━━━ Data section

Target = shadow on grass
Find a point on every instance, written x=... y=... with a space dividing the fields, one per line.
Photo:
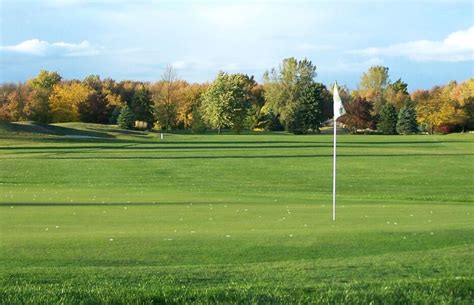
x=245 y=157
x=38 y=128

━━━━━━

▶ **Task description**:
Recast the lines of every item above as a JSON list of strings, one string per line, skipping blank lines. Leave the pictures out.

▶ **In response**:
[
  "Target = shadow on grass",
  "Find a point on every instance, written x=... y=... with a space dividing the fields, one per line.",
  "Photo:",
  "x=245 y=157",
  "x=38 y=128"
]